| Required work |
Copy out every line of the data below word for word, in the same order.

| Information shown |
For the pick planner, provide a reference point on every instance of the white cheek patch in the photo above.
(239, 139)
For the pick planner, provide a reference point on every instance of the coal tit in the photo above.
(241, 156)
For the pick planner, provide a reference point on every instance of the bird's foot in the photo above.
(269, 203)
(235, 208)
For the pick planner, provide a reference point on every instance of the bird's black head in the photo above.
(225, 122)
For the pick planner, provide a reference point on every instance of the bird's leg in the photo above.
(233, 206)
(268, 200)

| Worked solution |
For the pick planner, provide a reference point on every instance of the white cheek patch in the photo above.
(239, 139)
For the pick planner, provide a reference point on every instance of the coal tit in the photo above.
(241, 156)
For the pick planner, provide a reference point on every instance of the bird's foot in the photo above.
(269, 203)
(235, 208)
For the pick planner, provide a reference point on every instance of the bird's black head in the photo above.
(225, 122)
For the pick planner, provide a reference point on every instance of the bird's leg in the photo above.
(233, 206)
(268, 200)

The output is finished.